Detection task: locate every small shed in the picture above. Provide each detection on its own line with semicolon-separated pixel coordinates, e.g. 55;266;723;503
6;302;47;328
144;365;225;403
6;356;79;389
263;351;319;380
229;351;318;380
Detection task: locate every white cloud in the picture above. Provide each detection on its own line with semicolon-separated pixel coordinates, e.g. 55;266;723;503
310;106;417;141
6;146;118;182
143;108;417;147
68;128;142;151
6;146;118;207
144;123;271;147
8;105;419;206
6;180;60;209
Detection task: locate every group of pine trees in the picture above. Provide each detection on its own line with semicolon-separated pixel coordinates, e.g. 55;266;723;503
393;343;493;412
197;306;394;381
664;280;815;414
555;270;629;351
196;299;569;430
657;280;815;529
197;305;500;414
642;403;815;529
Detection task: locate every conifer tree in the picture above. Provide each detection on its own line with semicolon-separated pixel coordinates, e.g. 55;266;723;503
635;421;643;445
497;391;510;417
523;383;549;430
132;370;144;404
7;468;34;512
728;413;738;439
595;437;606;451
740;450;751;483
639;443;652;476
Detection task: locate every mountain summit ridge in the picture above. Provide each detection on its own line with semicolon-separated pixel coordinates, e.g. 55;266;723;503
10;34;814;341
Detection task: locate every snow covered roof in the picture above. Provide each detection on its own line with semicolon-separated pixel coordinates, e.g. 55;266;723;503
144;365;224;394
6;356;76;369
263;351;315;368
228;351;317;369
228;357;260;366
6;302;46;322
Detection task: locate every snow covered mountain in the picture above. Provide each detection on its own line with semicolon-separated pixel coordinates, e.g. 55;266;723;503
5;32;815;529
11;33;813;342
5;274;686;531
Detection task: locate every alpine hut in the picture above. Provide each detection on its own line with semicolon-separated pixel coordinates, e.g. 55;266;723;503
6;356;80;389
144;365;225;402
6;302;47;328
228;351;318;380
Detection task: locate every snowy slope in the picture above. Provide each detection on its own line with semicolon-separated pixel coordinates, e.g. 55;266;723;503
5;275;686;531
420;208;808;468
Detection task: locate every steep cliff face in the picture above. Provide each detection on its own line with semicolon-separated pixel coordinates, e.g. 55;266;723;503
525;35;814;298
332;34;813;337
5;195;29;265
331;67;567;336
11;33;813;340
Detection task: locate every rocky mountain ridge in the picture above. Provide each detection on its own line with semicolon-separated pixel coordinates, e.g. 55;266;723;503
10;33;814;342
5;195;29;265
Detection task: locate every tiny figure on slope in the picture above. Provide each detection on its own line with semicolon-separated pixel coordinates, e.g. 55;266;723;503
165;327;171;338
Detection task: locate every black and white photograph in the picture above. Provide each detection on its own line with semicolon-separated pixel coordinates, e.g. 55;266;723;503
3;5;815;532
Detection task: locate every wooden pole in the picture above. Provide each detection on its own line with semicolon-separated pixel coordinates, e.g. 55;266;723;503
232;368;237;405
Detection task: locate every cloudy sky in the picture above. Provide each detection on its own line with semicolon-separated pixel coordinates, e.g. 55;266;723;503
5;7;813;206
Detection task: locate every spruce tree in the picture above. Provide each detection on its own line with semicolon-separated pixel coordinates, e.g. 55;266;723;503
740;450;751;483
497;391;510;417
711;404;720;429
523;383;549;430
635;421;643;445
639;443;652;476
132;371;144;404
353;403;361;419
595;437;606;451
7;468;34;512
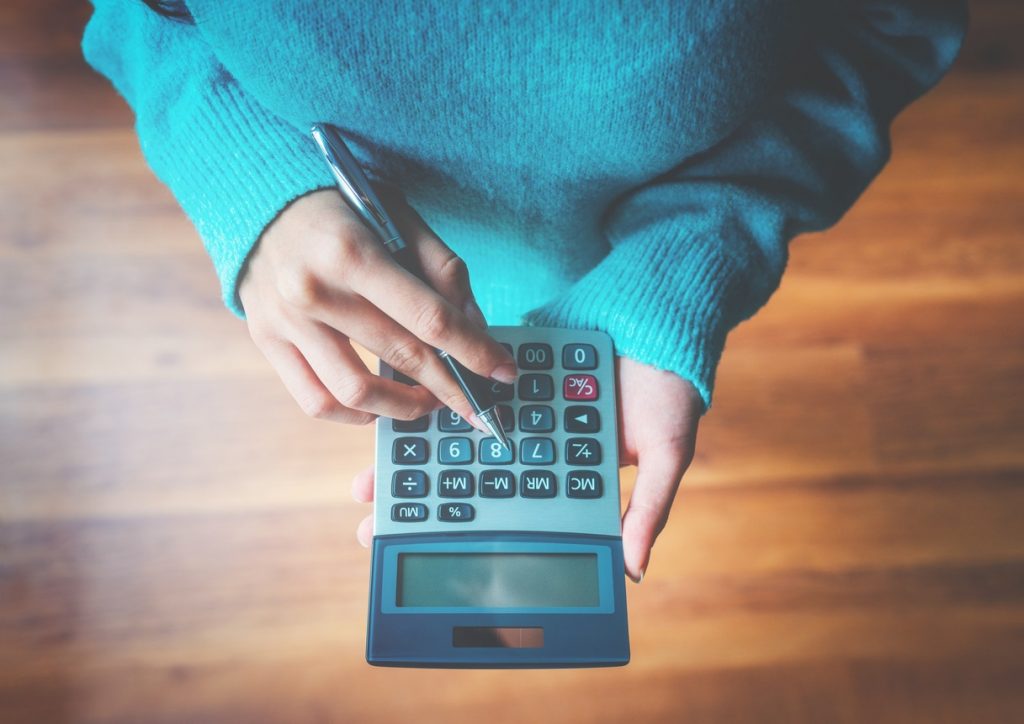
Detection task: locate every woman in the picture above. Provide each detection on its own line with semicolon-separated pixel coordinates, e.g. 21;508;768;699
83;0;967;582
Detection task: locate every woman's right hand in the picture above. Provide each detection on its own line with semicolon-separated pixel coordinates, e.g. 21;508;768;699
239;188;517;427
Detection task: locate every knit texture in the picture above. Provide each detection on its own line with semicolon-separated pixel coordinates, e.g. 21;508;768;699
82;0;966;408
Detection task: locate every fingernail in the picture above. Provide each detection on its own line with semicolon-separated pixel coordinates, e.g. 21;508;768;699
463;299;488;329
491;363;517;384
468;413;490;433
628;560;648;584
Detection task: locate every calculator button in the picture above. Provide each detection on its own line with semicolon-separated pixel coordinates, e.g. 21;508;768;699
392;470;428;498
392;415;429;433
392;437;428;465
519;437;556;465
517;343;553;370
519;405;555;433
520;471;557;498
437;470;474;497
438;408;472;432
391;503;428;522
519;374;554;401
563;344;598;370
564;405;600;433
479;470;516;498
489;380;515;402
438;437;474;464
566;437;602;465
438;502;475;522
496;404;515;432
479;438;515;464
563;374;599;401
567;471;603;499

┄┄┄┄┄┄┄┄┄┄┄┄┄┄┄┄┄┄┄┄

» Task details: Each entry must be retyped word for word, with every image omitted.

» Expected output:
Detection task: locate every small shed in the picture above. Provide each detection on its own line with semicolon-separated pixel coordinates, e.g. 55;266;723;503
6;302;47;328
144;365;225;403
6;356;79;389
263;351;319;380
229;351;318;380
Detection task: locate every white cloud in the picture above. Provide each detection on its own line with semicolon-separated pixel coordinates, e.g. 55;266;723;503
310;106;417;141
6;146;118;182
143;108;417;147
68;128;142;151
6;146;118;207
144;123;271;147
8;105;419;206
6;180;60;209
Detection task: locate every group of pine trees in the picture above. Provide each detection on its own line with semicolon-separated pixel coordinates, e.g. 55;266;723;503
393;343;493;412
197;306;394;381
664;280;815;414
555;270;629;351
196;299;569;430
657;280;815;529
197;305;500;414
642;403;815;529
Detection task: locate every conifer tree in the picture above. Provide each detection on its own line with semicolon-separated pixel coordinates, e.g. 55;266;723;503
635;421;643;445
497;391;510;417
523;383;549;430
132;370;144;404
7;468;34;512
728;413;738;439
595;437;606;451
740;450;751;483
639;443;652;476
Detection task: locate every mountain summit ridge in the picture above. Provide each detection on its own line with semicolon-separated pixel coordinates, e.g. 55;266;723;503
10;34;814;341
Detection task: locate every snow covered roof in the picture above. Provide each detection on its own line with semicolon-separated pixel coordinates, e.g. 55;266;723;503
144;365;224;394
6;356;76;369
263;351;315;368
228;351;317;369
228;357;260;366
6;302;46;322
Detection task: locate every snow covered mountain in the picture above. Provide each detection on its own line with semicolon-separated pixel coordinates, e.g. 55;266;723;503
5;32;815;529
11;33;813;342
5;274;686;531
Detection task: locate every alpine hut in the picture above. Provide each detection on its own line with semicolon-separated pixel coordinates, e.g. 55;266;723;503
6;356;80;389
144;365;225;402
6;302;47;328
228;351;318;380
Detection task: locate every snowy slope in the picture above. Provide each detection on its own line with semicolon-separated pixel coordinates, e.g. 55;266;723;503
5;275;686;531
420;208;808;468
Detection task: locate every steep cliff face in the picture above. Provide each detection on its own line with semicolon-separated pixel coordinates, e.g. 55;266;723;503
525;35;814;298
332;34;813;337
5;195;29;265
331;67;567;336
11;33;813;340
Detection task: locate every rocky mountain ridge in the picture above. Provide each detection on its own line with semicolon-separated pixel coordinates, e.g. 55;266;723;503
10;33;814;342
5;195;29;265
Detection task: locate every tiny figure on slope in the picture above. Provide each detection on its own line with semicolon-separated pixel coordinates, e.g. 55;266;723;503
165;327;171;338
Detection task: locate every black and white photograph in the picture above. Provide each detection on its own line with semicolon-separated pixel coordinates, e.g. 55;266;723;503
3;5;815;532
Detection task: locate every wooden pole in the picture above. Provide each detection on its own line with semicolon-separated pixel coordinates, e.g. 55;266;723;503
232;368;237;405
Detection task: locate every cloudy sky in the picture above. Provide each detection on its own line with semicolon-separated pixel coordinates, e.g. 55;266;723;503
5;7;813;206
Detection task: locate every spruce tree in the picture above. Provide each detection on its own line with semicolon-separated pixel coordinates, e.g. 55;266;723;503
740;450;751;483
497;391;510;417
711;404;720;429
523;383;549;430
635;421;643;445
639;443;652;476
132;371;144;404
353;403;361;419
595;437;606;451
7;468;34;512
Detection task: locate every woman in the picture above. Provide each detection on its own line with semicolon-separated pixel coordinates, e.g. 21;508;768;699
83;0;967;582
Detection task: locate every woman's right hand in the picture above. Provide each detection on its own line with semicolon-separated pixel coordinates, e.g. 21;508;768;699
239;188;517;427
Detection task: locate every knit texture in the picture above. Provide each detection on its own line with semicolon-separated pixel coordinates, e.g. 21;508;768;699
82;0;966;408
Detection task: locate every fingernail in the picture above. Provide each detection on its own line with semicolon-separated pixel coordinates, e.g. 21;508;768;699
463;299;488;329
491;363;517;384
468;413;490;433
628;560;648;584
Detection task: locate every calculator button in the picture above. Provide each detection on its own line with semicolon-separated pixel coordinates, e.g. 21;508;768;699
392;470;428;498
392;415;429;433
392;437;428;465
519;437;556;465
517;343;553;370
519;405;555;433
520;471;557;498
437;470;474;497
438;408;472;432
391;503;428;522
519;374;554;401
563;344;598;370
564;405;600;433
479;470;516;498
489;380;515;402
438;437;474;464
566;437;602;465
438;502;475;522
496;404;515;432
479;438;515;464
563;374;599;401
567;471;603;499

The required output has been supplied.